WHAT THIS TASK INVOLVES:
Quote all of the material below verbatim, leaving out the pictures.

AVAILABLE DATA:
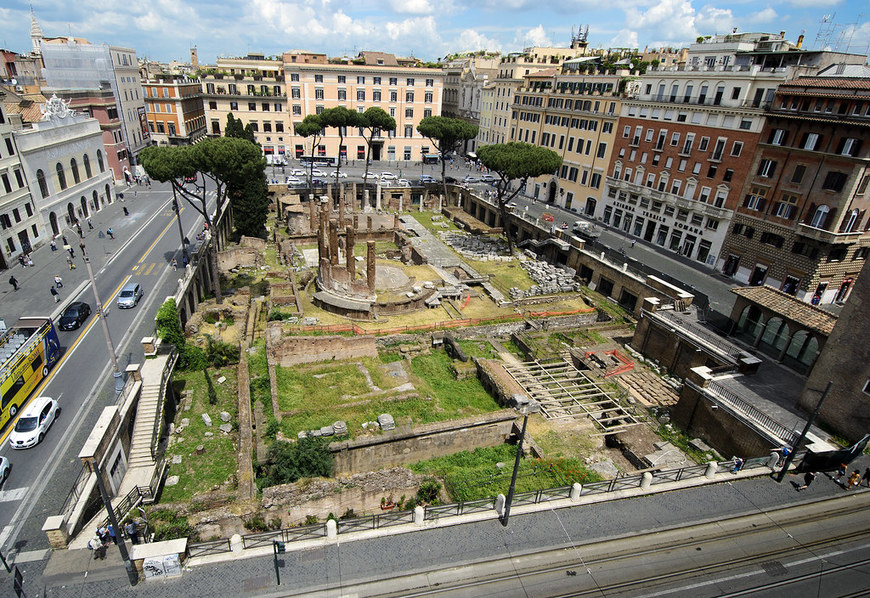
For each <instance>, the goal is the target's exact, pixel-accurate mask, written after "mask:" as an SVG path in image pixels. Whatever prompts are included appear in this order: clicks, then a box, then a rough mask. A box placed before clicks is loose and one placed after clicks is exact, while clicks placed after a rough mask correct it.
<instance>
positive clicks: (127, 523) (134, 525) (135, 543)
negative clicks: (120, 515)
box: [124, 519, 139, 544]
mask: <svg viewBox="0 0 870 598" xmlns="http://www.w3.org/2000/svg"><path fill="white" fill-rule="evenodd" d="M124 531H125V532H127V536H128V537H129V538H130V541H131V542H132V543H133V544H138V543H139V526H138V525H136V522H135V521H133V520H132V519H131V520H130V521H128V522H127V525H125V526H124Z"/></svg>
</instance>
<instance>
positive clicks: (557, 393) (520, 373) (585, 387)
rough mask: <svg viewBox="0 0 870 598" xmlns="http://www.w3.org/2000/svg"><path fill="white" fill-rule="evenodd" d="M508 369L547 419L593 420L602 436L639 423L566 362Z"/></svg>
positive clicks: (585, 377)
mask: <svg viewBox="0 0 870 598" xmlns="http://www.w3.org/2000/svg"><path fill="white" fill-rule="evenodd" d="M505 369H506V370H507V372H508V373H509V374H510V375H511V377H512V378H513V379H514V380H516V382H517V384H519V385H520V386H522V387H523V390H524V391H525V392H526V394H528V396H529V397H530V398H532V399H534V400H536V401H537V402H538V403H540V404H541V414H542V415H543V416H544V417H545V418H547V419H567V418H574V419H577V418H583V417H585V418H589V419H590V420H592V422H593V424H594V425H595V427H596V428H597V429H598V431H599V432H600V433H601V434H613V433H616V432H621V431H623V430H626V429H627V428H629V427H631V426H636V425H638V424H639V423H641V422H639V421H638V420H637V419H636V418H635V417H634V415H633V414H632V413H630V412H629V411H627V410H626V409H625V408H624V407H622V405H620V404H619V401H618V400H617V399H616V398H614V396H613V394H612V393H610V392H609V391H607V390H605V389H604V388H602V387H601V386H599V385H598V384H597V383H596V382H594V381H593V380H592V379H590V378H589V377H588V376H587V375H586V374H585V373H584V372H582V371H580V370H578V369H577V368H576V367H574V365H573V364H572V363H571V362H569V361H567V360H565V359H562V360H559V361H552V362H546V363H542V362H540V361H537V360H535V361H527V362H524V363H521V364H518V365H506V366H505Z"/></svg>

EXERCISE RESULT:
For each <instance>, the goal is the target's exact, pixel-accurate mask, written after "mask:" as an SVG path in image pixels. Whatever prompts are included appear in this order: clicks, then a box, then a rough mask. A box placed before clicks is loose and one placed after clicks is exact, while clicks placed after a rough mask correct it.
<instance>
positive clicks: (127, 523) (134, 525) (135, 543)
negative clicks: (120, 515)
box: [124, 519, 139, 544]
mask: <svg viewBox="0 0 870 598" xmlns="http://www.w3.org/2000/svg"><path fill="white" fill-rule="evenodd" d="M124 531H125V532H127V536H128V537H129V538H130V541H131V542H132V543H133V544H138V543H139V526H138V525H136V522H135V521H133V520H132V519H131V520H130V521H128V522H127V525H125V526H124Z"/></svg>
</instance>
<instance>
positive clicks: (557, 393) (520, 373) (585, 387)
rough mask: <svg viewBox="0 0 870 598" xmlns="http://www.w3.org/2000/svg"><path fill="white" fill-rule="evenodd" d="M508 369L547 419L593 420L602 436L639 423L566 362Z"/></svg>
positive clicks: (585, 377)
mask: <svg viewBox="0 0 870 598" xmlns="http://www.w3.org/2000/svg"><path fill="white" fill-rule="evenodd" d="M505 369H506V370H507V372H508V373H509V374H510V375H511V377H512V378H513V379H514V380H516V382H517V384H519V385H520V386H522V387H523V390H524V391H525V392H526V394H528V396H529V397H530V398H532V399H534V400H536V401H537V402H538V403H540V404H541V414H542V415H543V416H544V417H545V418H547V419H567V418H574V419H577V418H583V417H585V418H589V419H590V420H592V422H593V424H594V425H595V427H596V428H597V429H598V431H599V432H600V433H601V434H613V433H616V432H621V431H623V430H626V429H627V428H629V427H631V426H636V425H638V424H639V423H641V422H639V421H638V420H637V419H636V418H635V417H634V415H633V414H632V413H630V412H629V411H627V410H626V409H625V408H624V407H622V405H620V404H619V401H618V400H617V399H616V398H614V396H613V394H612V393H610V392H609V391H607V390H605V389H604V388H602V387H601V386H599V385H598V384H597V383H596V382H594V381H593V380H592V379H590V378H589V377H588V376H587V375H586V374H585V373H584V372H582V371H580V370H578V369H577V368H576V367H574V365H573V364H572V363H571V362H569V361H567V360H565V359H562V360H559V361H552V362H546V363H542V362H540V361H537V360H535V361H527V362H524V363H521V364H518V365H506V366H505Z"/></svg>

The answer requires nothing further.